Records
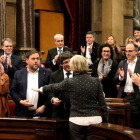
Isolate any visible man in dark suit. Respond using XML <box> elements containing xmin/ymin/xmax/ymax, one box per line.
<box><xmin>11</xmin><ymin>51</ymin><xmax>51</xmax><ymax>117</ymax></box>
<box><xmin>45</xmin><ymin>34</ymin><xmax>73</xmax><ymax>71</ymax></box>
<box><xmin>78</xmin><ymin>31</ymin><xmax>100</xmax><ymax>69</ymax></box>
<box><xmin>49</xmin><ymin>51</ymin><xmax>73</xmax><ymax>119</ymax></box>
<box><xmin>0</xmin><ymin>38</ymin><xmax>23</xmax><ymax>89</ymax></box>
<box><xmin>115</xmin><ymin>43</ymin><xmax>140</xmax><ymax>129</ymax></box>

TO DO: Edit the records above so that "dark suit" becomes "gray suit" and leave everything else unchanged. Omit the pictures from your answer.

RESULT OF THE TASK:
Isolate any visible man in gray suit. Respond using XML <box> elements containing xmin/ymin/xmax/ymax, one box per line.
<box><xmin>11</xmin><ymin>51</ymin><xmax>51</xmax><ymax>117</ymax></box>
<box><xmin>45</xmin><ymin>34</ymin><xmax>73</xmax><ymax>71</ymax></box>
<box><xmin>78</xmin><ymin>31</ymin><xmax>100</xmax><ymax>69</ymax></box>
<box><xmin>49</xmin><ymin>51</ymin><xmax>73</xmax><ymax>119</ymax></box>
<box><xmin>0</xmin><ymin>38</ymin><xmax>23</xmax><ymax>89</ymax></box>
<box><xmin>115</xmin><ymin>43</ymin><xmax>140</xmax><ymax>129</ymax></box>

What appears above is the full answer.